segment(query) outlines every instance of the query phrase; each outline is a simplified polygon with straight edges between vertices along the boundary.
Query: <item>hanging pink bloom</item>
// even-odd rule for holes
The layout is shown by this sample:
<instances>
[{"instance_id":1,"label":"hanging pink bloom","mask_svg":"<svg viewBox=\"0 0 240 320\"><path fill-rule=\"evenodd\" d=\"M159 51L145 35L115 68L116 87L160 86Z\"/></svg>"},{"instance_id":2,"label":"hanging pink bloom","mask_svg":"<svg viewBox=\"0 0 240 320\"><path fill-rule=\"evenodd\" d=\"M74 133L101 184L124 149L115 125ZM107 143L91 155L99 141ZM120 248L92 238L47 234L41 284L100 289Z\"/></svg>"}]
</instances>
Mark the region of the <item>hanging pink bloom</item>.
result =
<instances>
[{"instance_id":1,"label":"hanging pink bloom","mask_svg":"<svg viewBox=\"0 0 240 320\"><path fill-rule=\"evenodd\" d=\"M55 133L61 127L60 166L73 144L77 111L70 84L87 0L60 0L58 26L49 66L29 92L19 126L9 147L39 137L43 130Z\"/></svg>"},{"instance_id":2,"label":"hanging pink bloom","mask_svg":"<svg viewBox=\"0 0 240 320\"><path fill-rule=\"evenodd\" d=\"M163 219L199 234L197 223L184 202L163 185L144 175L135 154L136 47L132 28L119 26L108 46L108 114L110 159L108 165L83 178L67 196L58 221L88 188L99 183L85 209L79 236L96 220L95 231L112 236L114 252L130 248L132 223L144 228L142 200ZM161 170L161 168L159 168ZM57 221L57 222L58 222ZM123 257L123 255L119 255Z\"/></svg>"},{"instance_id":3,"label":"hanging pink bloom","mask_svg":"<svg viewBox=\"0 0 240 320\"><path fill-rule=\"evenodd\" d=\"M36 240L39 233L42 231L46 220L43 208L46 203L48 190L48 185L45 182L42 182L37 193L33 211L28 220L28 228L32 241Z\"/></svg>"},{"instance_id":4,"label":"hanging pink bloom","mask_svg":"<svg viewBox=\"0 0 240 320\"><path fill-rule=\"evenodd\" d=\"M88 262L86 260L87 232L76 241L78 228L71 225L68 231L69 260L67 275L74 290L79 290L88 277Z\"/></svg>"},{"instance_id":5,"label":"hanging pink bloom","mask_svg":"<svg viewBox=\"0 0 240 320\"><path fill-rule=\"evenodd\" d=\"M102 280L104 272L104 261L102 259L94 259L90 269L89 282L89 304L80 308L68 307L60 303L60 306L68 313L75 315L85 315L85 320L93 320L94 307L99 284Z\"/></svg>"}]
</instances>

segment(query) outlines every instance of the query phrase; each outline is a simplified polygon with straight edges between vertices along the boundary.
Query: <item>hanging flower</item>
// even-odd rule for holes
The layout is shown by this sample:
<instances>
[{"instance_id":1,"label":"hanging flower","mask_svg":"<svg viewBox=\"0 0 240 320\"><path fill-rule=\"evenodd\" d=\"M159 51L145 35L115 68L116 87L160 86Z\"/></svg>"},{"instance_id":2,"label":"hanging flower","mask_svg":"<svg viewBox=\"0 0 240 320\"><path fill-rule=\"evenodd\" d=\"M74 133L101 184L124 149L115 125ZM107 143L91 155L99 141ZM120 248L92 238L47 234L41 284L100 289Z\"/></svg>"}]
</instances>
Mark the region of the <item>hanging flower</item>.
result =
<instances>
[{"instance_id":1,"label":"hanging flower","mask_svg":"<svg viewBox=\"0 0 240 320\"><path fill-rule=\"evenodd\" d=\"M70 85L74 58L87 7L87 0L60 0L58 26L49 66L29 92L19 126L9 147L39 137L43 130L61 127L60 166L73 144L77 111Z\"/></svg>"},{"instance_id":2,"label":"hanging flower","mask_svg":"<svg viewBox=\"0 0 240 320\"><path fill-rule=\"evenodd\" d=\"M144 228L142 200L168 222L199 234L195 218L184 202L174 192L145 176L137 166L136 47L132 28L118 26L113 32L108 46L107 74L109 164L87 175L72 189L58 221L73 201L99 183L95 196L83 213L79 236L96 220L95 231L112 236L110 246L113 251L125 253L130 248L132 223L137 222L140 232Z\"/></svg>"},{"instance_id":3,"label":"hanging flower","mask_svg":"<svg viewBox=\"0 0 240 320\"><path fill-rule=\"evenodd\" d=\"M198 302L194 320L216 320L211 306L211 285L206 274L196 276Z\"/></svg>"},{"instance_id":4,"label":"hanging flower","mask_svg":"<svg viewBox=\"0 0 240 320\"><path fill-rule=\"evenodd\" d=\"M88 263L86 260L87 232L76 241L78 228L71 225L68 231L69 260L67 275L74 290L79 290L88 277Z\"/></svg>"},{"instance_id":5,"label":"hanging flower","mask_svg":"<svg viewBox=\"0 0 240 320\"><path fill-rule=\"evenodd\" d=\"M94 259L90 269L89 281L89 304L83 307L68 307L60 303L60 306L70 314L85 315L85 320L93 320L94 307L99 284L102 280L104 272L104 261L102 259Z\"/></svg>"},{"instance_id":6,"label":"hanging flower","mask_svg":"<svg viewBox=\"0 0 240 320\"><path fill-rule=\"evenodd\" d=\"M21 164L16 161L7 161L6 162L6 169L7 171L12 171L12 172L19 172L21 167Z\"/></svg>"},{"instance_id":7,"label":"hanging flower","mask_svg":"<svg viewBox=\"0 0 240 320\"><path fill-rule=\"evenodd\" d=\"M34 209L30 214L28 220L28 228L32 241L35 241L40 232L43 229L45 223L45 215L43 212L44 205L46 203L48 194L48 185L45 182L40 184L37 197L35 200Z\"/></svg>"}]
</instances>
═══
Prompt -> Please print the data above exactly as it appears.

Answer to this task ->
segment(query) outlines every instance of the query phrase; each outline is a simplified polygon with straight edges between vertices along the boundary.
Query: <item>hanging pink bloom</item>
// even-odd rule for holes
The layout is shown by this sample:
<instances>
[{"instance_id":1,"label":"hanging pink bloom","mask_svg":"<svg viewBox=\"0 0 240 320\"><path fill-rule=\"evenodd\" d=\"M159 51L145 35L115 68L116 87L160 86Z\"/></svg>"},{"instance_id":2,"label":"hanging pink bloom","mask_svg":"<svg viewBox=\"0 0 240 320\"><path fill-rule=\"evenodd\" d=\"M74 133L101 184L124 149L115 125ZM107 143L91 155L99 141ZM120 248L92 238L47 234L41 284L100 289Z\"/></svg>"}]
</instances>
Mark the region of the <item>hanging pink bloom</item>.
result =
<instances>
[{"instance_id":1,"label":"hanging pink bloom","mask_svg":"<svg viewBox=\"0 0 240 320\"><path fill-rule=\"evenodd\" d=\"M55 133L61 127L60 166L73 144L77 111L70 84L87 0L60 0L58 26L49 66L29 92L19 126L9 147L39 137L43 130Z\"/></svg>"},{"instance_id":2,"label":"hanging pink bloom","mask_svg":"<svg viewBox=\"0 0 240 320\"><path fill-rule=\"evenodd\" d=\"M163 219L199 234L197 223L184 202L163 185L144 175L135 154L136 47L132 28L119 26L108 46L108 114L110 159L108 165L83 178L67 196L58 221L88 188L99 183L85 209L79 236L96 220L95 231L112 236L114 252L130 248L132 223L144 228L142 200ZM161 170L161 168L159 168ZM57 221L57 222L58 222ZM123 257L123 255L119 255Z\"/></svg>"},{"instance_id":3,"label":"hanging pink bloom","mask_svg":"<svg viewBox=\"0 0 240 320\"><path fill-rule=\"evenodd\" d=\"M36 240L39 233L42 231L46 220L43 208L46 203L48 190L48 185L45 182L42 182L37 193L33 211L28 220L28 228L32 241Z\"/></svg>"},{"instance_id":4,"label":"hanging pink bloom","mask_svg":"<svg viewBox=\"0 0 240 320\"><path fill-rule=\"evenodd\" d=\"M88 262L86 260L87 232L76 241L78 228L71 225L68 231L69 260L67 275L74 290L79 290L88 277Z\"/></svg>"},{"instance_id":5,"label":"hanging pink bloom","mask_svg":"<svg viewBox=\"0 0 240 320\"><path fill-rule=\"evenodd\" d=\"M102 280L104 272L104 261L102 259L94 259L90 269L89 282L89 304L80 308L68 307L60 303L60 306L68 313L75 315L85 315L85 320L93 320L94 307L99 284Z\"/></svg>"}]
</instances>

segment(query) outlines every instance of the query phrase; each outline is a simplified polygon with straight edges between vertices along the boundary.
Query: <item>hanging flower</item>
// even-odd rule for holes
The layout is shown by this sample:
<instances>
[{"instance_id":1,"label":"hanging flower","mask_svg":"<svg viewBox=\"0 0 240 320\"><path fill-rule=\"evenodd\" d=\"M159 51L145 35L115 68L116 87L160 86Z\"/></svg>"},{"instance_id":2,"label":"hanging flower","mask_svg":"<svg viewBox=\"0 0 240 320\"><path fill-rule=\"evenodd\" d=\"M74 133L101 184L124 149L115 125ZM107 143L91 155L99 141ZM120 248L92 238L47 234L41 284L100 289Z\"/></svg>"}]
</instances>
Mark the region of the <item>hanging flower</item>.
result =
<instances>
[{"instance_id":1,"label":"hanging flower","mask_svg":"<svg viewBox=\"0 0 240 320\"><path fill-rule=\"evenodd\" d=\"M70 85L74 58L87 7L87 0L60 0L58 26L49 66L29 92L19 126L9 147L39 137L43 130L61 127L60 166L73 144L77 111Z\"/></svg>"},{"instance_id":2,"label":"hanging flower","mask_svg":"<svg viewBox=\"0 0 240 320\"><path fill-rule=\"evenodd\" d=\"M144 228L142 200L168 222L199 234L195 218L184 202L174 192L145 176L137 166L136 47L132 28L118 26L113 32L108 46L107 74L109 164L87 175L72 189L58 221L73 201L99 183L95 196L83 213L79 236L96 220L95 231L112 236L110 246L113 251L125 253L130 248L132 223L137 222L140 232Z\"/></svg>"},{"instance_id":3,"label":"hanging flower","mask_svg":"<svg viewBox=\"0 0 240 320\"><path fill-rule=\"evenodd\" d=\"M198 302L194 320L216 320L211 306L211 285L206 274L196 276Z\"/></svg>"},{"instance_id":4,"label":"hanging flower","mask_svg":"<svg viewBox=\"0 0 240 320\"><path fill-rule=\"evenodd\" d=\"M88 263L86 260L87 232L76 241L78 228L71 225L68 231L69 260L67 275L74 290L79 290L88 277Z\"/></svg>"},{"instance_id":5,"label":"hanging flower","mask_svg":"<svg viewBox=\"0 0 240 320\"><path fill-rule=\"evenodd\" d=\"M94 259L90 269L89 281L89 304L83 307L68 307L60 303L60 306L70 314L85 315L85 320L93 320L94 307L99 284L102 280L104 272L104 261L102 259Z\"/></svg>"},{"instance_id":6,"label":"hanging flower","mask_svg":"<svg viewBox=\"0 0 240 320\"><path fill-rule=\"evenodd\" d=\"M21 164L16 161L7 161L6 162L6 169L7 171L12 171L12 172L19 172L21 167Z\"/></svg>"},{"instance_id":7,"label":"hanging flower","mask_svg":"<svg viewBox=\"0 0 240 320\"><path fill-rule=\"evenodd\" d=\"M34 209L30 214L28 220L28 228L32 241L35 241L40 232L43 229L45 223L45 215L43 212L44 205L46 203L48 194L48 185L45 182L40 184L37 197L35 200Z\"/></svg>"}]
</instances>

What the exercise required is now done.